154 Mr M. MacDonald, U.K. Secretary of State for Dominion Affairs, to Mr J. A. Lyons, Prime Minister

Circular Cablegram B75 LONDON, 23 March 1938, 3.19 p.m. [1]

SECRET

Circular B. 73 and 74. [2]

Following for Prime Minister:-

Following are provisional statements [3]:-

His Majesty's Government have expressed the view that recent events in Austria have created new situation and think it right to state conclusions to which consideration of those events has led them.

They have already placed on record their judgment upon action taken by the German Government and to that they have nothing to add. The consequences of the action however remain. There has been a profound disturbance of international confidence. In these circumstances the problem before Europe, to which in the opinion of His Majesty's Government it is their most urgent duty to direct their attention, is how best to restore this shaken confidence and seek peaceful solutions to questions that continue to cause anxiety.

Of these, the one necessarily most present to many minds is that concerning relations between the Government of Czechoslovakia and the German minority in that country and it is probable that the solution of this question, if it could be achieved, would go far to re-establish a more normal situation over an area wider than that immediately concerned.

◆ ◆ ◆ ◆

**Problem 1**
Translate this sentence from the cablegram into Spanish: "There has been a profound disturbance of international confidence."
**Problem 2**
Reproduce the passage from the cablegram word for word, starting with "Circular Cablegram B75" and going on through "has led them.".

**Information shown**

◆ ◆ ◆ ◆

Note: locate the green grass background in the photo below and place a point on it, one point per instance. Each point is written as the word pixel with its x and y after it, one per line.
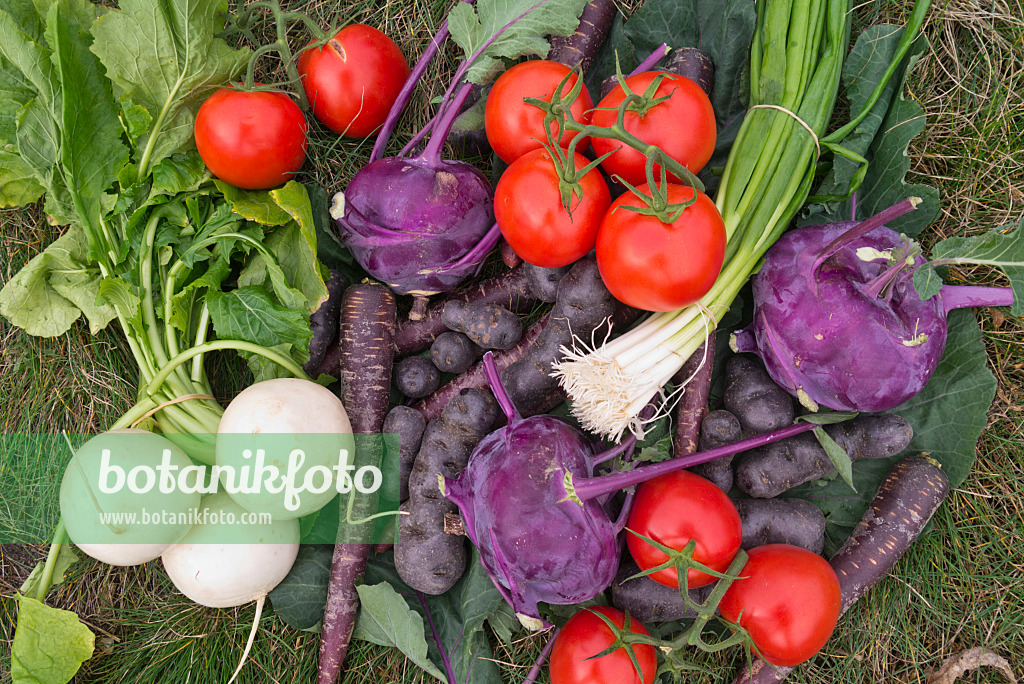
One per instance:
pixel 961 587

◆ ◆ ◆ ◆

**Exercise solution 1**
Se ha producido una profunda perturbación de la confianza internacional.

**Exercise solution 2**
Circular Cablegram B75 LONDON, 23 March 1938, 3.19 p.m. [1]

SECRET

Circular B. 73 and 74. [2]

Following for Prime Minister:-

Following are provisional statements [3]:-

His Majesty's Government have expressed the view that recent events in Austria have created new situation and think it right to state conclusions to which consideration of those events has led them.